Sapphire Damselfish (Chrysiptera springeri)
Chrysiptera is a difficult group to summarize, as there are some species that are highly territorial and very mean-spirited, while others tend more towards the innocuous. Theres actually an easy explanation for this... the genus has long been known to be made up of several disparate lineages and will eventually be split into separate genera. For instance, the meanest of the lot, C. brownriggi and C. unimaculata, represent a very distinct group, while one of the most placid, C. kuiteri, is an apparent close relation to the rarely seen Amblypomacentrus.

The species considered to be the true Chrysiptera are those that are most closely related to the Blue Devil (C. cyanea), which is itself a notoriously untrustworthy fellow. This reputation is not entirely unearned, but much of its aggressive tendencies come down to which species it is paired with and in how large of an aquarium. For a safer bet, try the similar Sapphire or Springers Damselfish (C. springeri) or its undescribed sister species from the Philippines. In addition to its good looks, this fish has a penchant for dining upon pestiferous flatworms.

Fusilier Damselfish (Lepidozygus tapeinosoma)
Imagine a damselfish that thinks its an anthias and youll have a good idea of what Lepidozygus is all about. The Fusilier Damselfish is named after its overall similarity to fishes in the family Caesionidae, known commonly as fusiliers, though the resemblance is only superficial in this instance. Both are adapted for a streamlined life hovering above the reef, plucking at passing zooplankton.

With a maximum size of just over 4 inches, Lepidozygus is roughly the same size, shape, and color as various Pseudanthias species, and they often can be found swimming alongside them in mixed-species shoals along reef drop-offs. Aquarium specimens require the same sort of care as would be given an anthias, with regular feedings throughout the day being ideal.

Ocellaris Clownfish (Amphiprion ocellaris)
Many aquarists are entirely unaware that anemonefishes and clownfishes are simply a specialized subgroup of the Pomacentridae. This shouldnt be much of a surprise, really, as they are in their own way fairly pugnacious, though this aggression tends to be limited to the area directly surrounding their host anemone.
□ □ □ □ □ □ □
### Problem requirements
Can you return the stretch of the damselfish text from "Imagine a damselfish" through "day being ideal.", copied word for word? The items after this point come from a separate source, not from the damselfish text.
□ □ □ □ □ □ □
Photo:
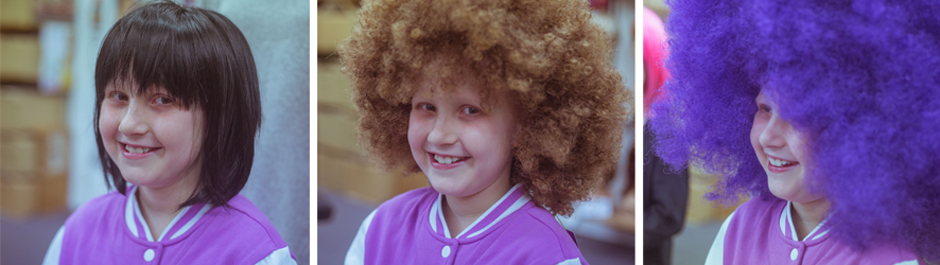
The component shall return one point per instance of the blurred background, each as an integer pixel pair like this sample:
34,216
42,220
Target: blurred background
□ □ □ □ □ □ □
### Your response
Imagine a damselfish that thinks its an anthias and youll have a good idea of what Lepidozygus is all about. The Fusilier Damselfish is named after its overall similarity to fishes in the family Caesionidae, known commonly as fusiliers, though the resemblance is only superficial in this instance. Both are adapted for a streamlined life hovering above the reef, plucking at passing zooplankton.

With a maximum size of just over 4 inches, Lepidozygus is roughly the same size, shape, and color as various Pseudanthias species, and they often can be found swimming alongside them in mixed-species shoals along reef drop-offs. Aquarium specimens require the same sort of care as would be given an anthias, with regular feedings throughout the day being ideal.